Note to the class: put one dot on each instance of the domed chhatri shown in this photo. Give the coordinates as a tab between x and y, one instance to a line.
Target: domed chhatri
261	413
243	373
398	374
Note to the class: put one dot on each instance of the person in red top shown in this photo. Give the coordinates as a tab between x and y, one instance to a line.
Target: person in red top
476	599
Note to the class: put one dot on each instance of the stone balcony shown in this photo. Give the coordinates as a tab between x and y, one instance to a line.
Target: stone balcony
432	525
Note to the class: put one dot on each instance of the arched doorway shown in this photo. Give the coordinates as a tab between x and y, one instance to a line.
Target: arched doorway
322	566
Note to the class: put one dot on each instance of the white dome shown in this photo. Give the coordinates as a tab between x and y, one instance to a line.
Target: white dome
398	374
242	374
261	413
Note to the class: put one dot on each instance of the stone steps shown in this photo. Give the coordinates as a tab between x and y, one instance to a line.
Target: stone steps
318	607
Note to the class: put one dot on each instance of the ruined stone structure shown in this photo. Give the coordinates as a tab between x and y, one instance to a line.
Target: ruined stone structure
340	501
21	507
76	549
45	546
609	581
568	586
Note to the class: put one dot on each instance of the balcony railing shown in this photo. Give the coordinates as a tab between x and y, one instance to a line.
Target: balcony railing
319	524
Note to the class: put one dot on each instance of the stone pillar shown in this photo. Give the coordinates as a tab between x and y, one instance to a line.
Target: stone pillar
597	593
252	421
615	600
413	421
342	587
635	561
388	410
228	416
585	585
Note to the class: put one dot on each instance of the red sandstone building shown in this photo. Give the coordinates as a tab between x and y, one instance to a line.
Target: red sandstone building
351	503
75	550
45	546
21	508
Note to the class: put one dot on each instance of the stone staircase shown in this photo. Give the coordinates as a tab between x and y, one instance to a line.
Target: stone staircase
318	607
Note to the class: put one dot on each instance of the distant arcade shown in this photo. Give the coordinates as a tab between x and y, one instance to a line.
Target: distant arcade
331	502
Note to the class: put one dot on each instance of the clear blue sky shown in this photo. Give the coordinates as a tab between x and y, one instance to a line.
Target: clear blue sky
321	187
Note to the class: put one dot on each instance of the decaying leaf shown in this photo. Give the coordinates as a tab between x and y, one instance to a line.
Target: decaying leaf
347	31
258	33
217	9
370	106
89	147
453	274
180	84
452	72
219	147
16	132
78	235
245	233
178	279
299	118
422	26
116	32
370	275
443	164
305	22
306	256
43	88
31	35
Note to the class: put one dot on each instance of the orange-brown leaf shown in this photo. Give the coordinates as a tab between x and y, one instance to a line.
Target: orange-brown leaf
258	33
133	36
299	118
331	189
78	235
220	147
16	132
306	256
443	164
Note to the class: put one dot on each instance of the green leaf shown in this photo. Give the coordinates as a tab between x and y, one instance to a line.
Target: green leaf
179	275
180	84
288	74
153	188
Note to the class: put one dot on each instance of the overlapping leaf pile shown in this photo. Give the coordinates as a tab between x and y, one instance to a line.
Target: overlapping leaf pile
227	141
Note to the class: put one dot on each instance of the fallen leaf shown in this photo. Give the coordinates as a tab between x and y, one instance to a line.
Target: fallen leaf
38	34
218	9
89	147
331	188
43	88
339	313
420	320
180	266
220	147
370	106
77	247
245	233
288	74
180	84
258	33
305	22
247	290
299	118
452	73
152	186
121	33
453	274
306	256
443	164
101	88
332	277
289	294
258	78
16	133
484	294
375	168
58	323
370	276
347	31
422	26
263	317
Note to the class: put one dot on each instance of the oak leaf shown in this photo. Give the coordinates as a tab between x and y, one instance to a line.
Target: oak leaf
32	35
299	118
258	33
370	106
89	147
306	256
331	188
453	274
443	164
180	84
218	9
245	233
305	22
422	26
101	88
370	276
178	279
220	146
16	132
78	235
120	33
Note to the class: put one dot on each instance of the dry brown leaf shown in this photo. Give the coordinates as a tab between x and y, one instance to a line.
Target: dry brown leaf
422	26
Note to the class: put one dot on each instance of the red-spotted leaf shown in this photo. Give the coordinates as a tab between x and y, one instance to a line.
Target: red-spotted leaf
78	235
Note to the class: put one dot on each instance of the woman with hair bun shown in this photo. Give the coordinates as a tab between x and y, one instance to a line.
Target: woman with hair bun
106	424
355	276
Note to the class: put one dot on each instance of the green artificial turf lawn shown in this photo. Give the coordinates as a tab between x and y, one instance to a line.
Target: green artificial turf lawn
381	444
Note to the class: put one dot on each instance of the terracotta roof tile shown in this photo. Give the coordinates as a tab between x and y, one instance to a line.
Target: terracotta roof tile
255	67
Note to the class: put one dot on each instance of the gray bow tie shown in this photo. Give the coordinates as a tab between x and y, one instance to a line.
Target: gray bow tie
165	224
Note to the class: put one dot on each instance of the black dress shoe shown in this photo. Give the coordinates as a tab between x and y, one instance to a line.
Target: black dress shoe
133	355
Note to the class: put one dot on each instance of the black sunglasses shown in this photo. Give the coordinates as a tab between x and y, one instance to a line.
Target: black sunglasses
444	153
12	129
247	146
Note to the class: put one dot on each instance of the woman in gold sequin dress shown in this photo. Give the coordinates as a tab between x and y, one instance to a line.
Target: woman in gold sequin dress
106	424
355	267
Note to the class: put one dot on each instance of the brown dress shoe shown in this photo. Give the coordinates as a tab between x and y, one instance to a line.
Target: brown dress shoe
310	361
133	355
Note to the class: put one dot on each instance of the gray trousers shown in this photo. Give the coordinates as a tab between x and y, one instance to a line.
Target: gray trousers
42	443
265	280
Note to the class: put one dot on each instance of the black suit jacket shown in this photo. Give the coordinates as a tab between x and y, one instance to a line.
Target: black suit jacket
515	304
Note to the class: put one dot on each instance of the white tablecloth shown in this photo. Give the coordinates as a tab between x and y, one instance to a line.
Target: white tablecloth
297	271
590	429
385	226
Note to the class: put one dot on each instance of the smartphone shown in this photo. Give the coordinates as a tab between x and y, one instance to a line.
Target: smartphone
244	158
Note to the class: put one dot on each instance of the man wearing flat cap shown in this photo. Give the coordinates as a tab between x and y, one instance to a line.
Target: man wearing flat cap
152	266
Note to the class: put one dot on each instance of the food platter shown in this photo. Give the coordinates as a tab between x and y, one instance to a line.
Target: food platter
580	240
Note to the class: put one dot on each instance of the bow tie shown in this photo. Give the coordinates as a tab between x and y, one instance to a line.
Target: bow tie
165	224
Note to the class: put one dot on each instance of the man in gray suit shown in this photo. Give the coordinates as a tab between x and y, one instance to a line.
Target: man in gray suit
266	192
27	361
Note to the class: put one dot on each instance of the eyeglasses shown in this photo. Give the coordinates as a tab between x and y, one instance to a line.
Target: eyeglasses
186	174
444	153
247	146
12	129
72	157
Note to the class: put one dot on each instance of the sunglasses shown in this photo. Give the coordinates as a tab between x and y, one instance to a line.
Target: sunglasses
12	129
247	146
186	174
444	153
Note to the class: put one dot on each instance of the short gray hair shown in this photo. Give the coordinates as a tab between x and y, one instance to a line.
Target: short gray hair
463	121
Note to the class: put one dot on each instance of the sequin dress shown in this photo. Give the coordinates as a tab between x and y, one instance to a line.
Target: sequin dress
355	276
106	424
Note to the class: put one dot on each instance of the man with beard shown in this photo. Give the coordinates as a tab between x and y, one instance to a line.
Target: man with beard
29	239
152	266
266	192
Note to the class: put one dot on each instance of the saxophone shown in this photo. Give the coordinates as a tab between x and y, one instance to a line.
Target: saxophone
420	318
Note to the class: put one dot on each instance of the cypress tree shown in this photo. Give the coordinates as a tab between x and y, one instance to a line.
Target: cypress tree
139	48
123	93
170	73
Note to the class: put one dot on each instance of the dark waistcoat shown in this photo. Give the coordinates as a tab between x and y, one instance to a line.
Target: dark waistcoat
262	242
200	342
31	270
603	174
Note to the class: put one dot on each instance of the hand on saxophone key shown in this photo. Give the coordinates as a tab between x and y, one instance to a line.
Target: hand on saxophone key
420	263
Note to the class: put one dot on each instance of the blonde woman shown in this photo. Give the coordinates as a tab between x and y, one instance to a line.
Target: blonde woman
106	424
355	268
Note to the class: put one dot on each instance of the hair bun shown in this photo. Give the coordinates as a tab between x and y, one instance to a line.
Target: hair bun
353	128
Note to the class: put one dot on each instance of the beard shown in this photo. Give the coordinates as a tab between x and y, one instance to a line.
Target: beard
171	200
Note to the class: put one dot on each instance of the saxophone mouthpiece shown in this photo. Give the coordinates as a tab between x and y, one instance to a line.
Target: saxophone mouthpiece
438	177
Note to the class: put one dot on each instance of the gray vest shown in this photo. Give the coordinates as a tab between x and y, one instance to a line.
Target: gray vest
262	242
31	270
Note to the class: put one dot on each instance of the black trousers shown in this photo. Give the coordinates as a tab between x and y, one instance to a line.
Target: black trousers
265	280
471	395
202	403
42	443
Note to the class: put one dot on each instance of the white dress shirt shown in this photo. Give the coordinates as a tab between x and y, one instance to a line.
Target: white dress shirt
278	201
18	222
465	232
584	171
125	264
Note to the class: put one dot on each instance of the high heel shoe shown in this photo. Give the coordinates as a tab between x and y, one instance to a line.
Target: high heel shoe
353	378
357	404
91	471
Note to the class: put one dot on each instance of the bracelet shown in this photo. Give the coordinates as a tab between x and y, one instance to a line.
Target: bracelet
:::
*Task to complete:*
Search the entries for the string "bracelet" and copy each line where it occurs.

*Your response:*
Note to the class: put one dot on each instance of the bracelet shown in this photo. Give the coordinates as a tab between x and y, one instance to a line.
Target: bracelet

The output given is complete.